--- Work instructions ---
Find every line in the entries that holds the string "bridge" and report it.

[Referring expression grounding data]
--- START ---

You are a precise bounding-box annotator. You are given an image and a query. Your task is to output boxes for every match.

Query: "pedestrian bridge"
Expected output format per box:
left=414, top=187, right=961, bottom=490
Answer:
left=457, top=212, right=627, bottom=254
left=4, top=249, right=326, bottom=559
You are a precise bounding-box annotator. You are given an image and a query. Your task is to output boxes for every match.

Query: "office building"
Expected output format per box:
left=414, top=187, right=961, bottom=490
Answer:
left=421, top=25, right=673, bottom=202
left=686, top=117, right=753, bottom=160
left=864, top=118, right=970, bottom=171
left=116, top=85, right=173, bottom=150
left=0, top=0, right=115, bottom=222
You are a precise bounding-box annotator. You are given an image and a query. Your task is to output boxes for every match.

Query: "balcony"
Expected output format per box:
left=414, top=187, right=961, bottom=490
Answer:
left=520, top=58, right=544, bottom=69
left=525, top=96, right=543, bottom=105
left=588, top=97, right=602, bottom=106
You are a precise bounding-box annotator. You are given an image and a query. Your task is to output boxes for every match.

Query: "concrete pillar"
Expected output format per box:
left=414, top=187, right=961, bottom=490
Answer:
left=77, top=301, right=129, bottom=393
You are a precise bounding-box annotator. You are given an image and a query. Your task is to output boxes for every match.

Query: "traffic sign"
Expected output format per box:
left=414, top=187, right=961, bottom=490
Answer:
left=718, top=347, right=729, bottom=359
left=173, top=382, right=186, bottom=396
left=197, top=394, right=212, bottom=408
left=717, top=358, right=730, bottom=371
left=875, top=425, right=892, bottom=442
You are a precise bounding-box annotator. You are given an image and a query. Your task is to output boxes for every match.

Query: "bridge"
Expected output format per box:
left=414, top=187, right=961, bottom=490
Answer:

--- END ---

--- Task solution ---
Query: "pedestrian bridge"
Query: "bridge"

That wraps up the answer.